[Records drawn from a data source]
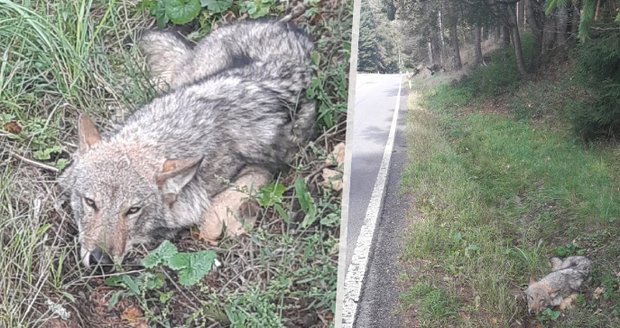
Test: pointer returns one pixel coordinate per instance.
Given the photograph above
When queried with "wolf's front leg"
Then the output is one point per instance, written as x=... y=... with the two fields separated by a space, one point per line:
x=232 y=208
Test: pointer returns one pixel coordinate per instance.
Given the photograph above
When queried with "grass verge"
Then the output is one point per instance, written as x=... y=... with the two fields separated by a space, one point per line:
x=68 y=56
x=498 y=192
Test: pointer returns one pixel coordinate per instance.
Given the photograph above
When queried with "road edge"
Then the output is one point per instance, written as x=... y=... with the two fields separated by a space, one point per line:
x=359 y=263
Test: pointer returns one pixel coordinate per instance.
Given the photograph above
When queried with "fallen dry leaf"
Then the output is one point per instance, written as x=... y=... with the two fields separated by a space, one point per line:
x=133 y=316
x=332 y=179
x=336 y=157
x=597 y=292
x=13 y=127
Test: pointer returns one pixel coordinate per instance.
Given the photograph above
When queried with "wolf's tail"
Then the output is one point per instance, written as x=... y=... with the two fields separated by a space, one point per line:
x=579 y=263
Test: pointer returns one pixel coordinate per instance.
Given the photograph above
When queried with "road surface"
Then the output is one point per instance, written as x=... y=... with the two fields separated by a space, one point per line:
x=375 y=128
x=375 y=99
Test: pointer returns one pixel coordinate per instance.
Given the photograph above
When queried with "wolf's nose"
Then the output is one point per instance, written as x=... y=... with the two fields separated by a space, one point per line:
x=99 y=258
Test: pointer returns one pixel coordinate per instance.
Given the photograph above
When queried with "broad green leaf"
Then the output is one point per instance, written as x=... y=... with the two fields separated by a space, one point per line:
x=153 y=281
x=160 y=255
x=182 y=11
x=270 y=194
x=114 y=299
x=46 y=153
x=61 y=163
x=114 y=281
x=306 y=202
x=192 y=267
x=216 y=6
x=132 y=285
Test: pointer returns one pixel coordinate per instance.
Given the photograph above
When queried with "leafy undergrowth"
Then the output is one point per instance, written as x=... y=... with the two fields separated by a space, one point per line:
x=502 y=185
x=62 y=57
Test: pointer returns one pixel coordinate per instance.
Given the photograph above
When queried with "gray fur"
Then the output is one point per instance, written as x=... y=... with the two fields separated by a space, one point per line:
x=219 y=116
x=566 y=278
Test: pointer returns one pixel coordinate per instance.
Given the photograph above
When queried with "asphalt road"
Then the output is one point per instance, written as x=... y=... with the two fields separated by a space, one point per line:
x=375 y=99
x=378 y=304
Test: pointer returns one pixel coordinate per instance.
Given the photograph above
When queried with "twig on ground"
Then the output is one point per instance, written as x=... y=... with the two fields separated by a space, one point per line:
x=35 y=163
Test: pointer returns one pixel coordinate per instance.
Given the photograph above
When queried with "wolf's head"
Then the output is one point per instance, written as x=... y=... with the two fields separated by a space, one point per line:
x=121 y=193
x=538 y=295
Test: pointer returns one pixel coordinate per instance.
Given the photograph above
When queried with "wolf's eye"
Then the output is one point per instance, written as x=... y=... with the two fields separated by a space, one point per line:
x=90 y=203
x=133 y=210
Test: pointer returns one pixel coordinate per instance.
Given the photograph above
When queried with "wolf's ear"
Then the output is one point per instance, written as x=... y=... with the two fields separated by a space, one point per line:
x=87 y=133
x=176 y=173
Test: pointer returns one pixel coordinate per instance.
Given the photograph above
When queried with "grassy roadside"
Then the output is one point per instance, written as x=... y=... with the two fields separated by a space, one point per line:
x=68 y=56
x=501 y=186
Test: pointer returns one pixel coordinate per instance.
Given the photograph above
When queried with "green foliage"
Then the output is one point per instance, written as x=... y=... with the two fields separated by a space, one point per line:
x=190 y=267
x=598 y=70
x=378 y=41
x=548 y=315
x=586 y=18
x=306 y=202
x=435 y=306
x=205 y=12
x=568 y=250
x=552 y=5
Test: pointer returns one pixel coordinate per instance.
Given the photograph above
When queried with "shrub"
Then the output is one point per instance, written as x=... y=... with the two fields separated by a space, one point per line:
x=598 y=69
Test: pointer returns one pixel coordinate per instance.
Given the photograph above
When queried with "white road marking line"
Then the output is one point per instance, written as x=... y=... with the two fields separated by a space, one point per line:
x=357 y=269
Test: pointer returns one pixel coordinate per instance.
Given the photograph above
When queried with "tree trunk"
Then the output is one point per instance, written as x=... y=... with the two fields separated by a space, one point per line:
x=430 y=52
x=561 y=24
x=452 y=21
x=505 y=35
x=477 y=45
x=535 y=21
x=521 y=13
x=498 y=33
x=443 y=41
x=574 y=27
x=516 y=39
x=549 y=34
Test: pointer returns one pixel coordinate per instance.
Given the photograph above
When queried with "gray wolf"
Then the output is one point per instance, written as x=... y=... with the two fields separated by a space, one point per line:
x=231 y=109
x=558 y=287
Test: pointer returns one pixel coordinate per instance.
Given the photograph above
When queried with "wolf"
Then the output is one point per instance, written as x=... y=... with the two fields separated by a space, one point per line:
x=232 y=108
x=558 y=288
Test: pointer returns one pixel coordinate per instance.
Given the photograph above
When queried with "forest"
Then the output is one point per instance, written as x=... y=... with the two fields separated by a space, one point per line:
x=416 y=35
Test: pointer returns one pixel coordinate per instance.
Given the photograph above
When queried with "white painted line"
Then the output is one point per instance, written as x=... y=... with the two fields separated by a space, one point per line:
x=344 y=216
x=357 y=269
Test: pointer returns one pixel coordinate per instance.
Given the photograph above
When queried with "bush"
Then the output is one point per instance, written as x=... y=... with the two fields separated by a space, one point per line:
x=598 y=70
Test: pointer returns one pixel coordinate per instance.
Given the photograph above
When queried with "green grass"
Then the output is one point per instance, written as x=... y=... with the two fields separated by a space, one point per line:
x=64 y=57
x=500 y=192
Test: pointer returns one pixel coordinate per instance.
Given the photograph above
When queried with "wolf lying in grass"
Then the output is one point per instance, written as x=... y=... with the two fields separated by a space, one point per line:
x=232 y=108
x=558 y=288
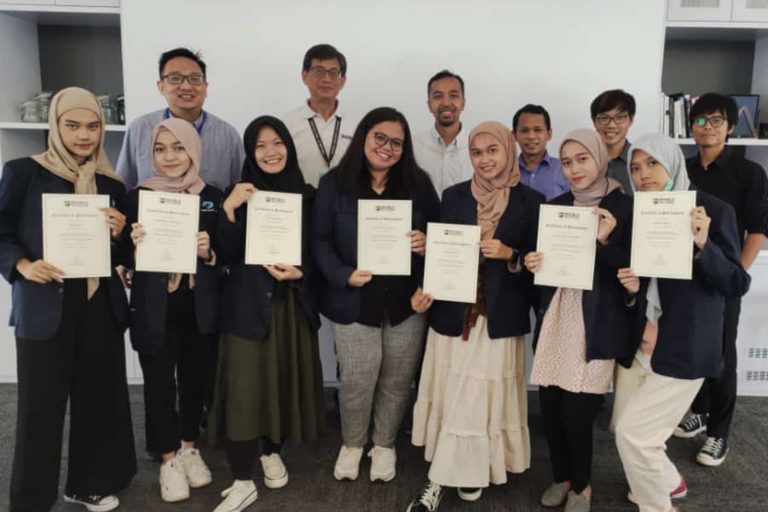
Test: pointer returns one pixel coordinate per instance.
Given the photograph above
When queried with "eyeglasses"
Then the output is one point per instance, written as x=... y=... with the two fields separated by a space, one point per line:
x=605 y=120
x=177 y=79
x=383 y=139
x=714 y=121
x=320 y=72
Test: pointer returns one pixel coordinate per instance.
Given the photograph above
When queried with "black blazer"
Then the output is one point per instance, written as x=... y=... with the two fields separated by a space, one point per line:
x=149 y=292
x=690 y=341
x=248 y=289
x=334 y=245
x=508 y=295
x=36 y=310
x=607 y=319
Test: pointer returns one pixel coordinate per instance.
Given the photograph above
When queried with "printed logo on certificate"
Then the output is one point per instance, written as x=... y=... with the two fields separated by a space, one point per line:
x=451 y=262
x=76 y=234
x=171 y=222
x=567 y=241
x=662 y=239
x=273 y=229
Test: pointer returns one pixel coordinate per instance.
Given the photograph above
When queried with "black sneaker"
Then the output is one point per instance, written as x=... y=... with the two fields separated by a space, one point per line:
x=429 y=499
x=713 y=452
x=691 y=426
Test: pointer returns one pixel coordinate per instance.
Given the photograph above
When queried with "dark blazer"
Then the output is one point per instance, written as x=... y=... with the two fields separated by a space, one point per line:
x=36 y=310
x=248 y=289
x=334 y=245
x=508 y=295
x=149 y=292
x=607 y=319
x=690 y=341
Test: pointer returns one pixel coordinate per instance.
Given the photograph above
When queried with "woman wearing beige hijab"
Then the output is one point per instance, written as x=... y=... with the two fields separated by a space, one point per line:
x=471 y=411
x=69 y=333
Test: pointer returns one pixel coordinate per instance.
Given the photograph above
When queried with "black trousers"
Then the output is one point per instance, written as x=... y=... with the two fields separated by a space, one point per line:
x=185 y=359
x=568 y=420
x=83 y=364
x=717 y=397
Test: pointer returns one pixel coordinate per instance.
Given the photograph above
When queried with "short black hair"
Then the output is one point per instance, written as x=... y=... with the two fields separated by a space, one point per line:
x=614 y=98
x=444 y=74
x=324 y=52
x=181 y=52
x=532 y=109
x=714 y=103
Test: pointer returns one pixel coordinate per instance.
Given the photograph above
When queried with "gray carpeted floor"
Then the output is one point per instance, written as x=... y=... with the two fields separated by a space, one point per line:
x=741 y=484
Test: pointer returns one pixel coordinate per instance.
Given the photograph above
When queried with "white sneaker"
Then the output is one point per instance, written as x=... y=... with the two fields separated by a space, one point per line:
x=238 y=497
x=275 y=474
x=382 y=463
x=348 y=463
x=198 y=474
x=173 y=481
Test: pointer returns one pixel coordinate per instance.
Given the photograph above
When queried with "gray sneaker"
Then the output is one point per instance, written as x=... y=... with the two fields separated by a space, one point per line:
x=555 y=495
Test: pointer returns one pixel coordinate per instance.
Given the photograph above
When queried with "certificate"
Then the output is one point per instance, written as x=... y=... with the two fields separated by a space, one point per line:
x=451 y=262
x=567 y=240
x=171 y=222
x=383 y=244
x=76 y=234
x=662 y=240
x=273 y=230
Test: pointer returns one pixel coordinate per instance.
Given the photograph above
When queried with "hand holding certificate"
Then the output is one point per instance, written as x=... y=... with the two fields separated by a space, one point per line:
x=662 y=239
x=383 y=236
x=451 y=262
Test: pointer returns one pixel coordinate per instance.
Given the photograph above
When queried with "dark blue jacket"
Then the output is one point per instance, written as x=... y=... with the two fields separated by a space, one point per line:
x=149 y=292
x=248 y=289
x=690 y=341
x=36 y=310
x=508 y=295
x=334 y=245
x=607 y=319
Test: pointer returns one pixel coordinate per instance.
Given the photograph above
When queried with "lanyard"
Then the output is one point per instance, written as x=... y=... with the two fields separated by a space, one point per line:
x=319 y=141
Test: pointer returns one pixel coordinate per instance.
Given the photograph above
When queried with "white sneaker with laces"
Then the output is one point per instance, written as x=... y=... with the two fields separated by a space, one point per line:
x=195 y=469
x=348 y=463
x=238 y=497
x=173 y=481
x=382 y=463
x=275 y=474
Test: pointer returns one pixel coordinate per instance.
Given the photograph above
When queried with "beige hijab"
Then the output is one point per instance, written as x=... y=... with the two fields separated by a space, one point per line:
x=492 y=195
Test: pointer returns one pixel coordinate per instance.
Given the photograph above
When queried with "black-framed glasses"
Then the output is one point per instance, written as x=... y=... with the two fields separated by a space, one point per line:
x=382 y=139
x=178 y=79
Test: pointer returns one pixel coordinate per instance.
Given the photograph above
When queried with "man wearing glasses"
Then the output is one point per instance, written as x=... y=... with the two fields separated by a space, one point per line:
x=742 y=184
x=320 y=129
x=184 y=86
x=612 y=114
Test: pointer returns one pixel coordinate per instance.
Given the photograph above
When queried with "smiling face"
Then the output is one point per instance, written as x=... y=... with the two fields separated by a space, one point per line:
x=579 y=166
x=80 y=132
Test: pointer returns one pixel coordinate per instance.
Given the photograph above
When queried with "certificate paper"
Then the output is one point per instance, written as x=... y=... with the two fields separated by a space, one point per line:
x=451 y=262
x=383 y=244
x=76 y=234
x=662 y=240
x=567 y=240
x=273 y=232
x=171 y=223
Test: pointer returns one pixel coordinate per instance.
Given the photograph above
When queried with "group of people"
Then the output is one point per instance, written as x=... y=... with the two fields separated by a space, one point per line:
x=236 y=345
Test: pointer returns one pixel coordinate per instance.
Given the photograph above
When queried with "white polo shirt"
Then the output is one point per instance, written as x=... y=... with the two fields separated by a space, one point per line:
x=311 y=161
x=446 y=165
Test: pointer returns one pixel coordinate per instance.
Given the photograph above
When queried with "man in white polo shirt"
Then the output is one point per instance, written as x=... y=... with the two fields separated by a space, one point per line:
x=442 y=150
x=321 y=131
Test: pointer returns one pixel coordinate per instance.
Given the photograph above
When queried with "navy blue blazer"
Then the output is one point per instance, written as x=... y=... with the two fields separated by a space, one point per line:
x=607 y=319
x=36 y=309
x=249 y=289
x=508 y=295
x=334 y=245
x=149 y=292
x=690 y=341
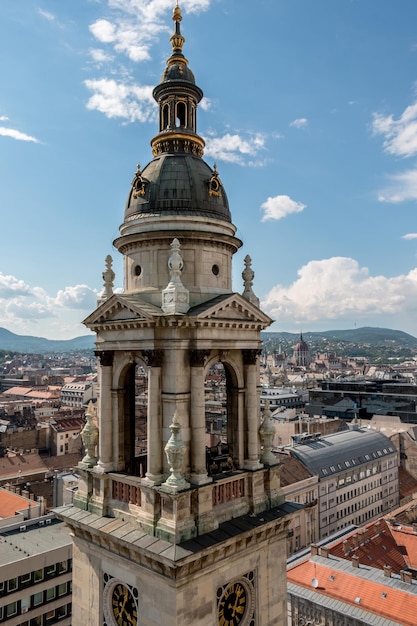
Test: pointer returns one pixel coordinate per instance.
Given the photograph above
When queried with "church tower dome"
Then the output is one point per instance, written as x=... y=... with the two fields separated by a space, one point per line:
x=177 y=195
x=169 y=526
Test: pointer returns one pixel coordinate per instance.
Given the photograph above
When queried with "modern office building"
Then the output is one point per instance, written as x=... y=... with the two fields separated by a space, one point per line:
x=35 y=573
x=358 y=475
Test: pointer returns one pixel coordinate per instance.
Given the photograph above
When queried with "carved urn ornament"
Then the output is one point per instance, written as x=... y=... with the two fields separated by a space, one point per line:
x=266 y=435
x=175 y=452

- [Instruction] Copy out every line above that contains the string "polo".

- [Complete output]
When queried with "white polo shirt"
When queried with "man in white polo shirt"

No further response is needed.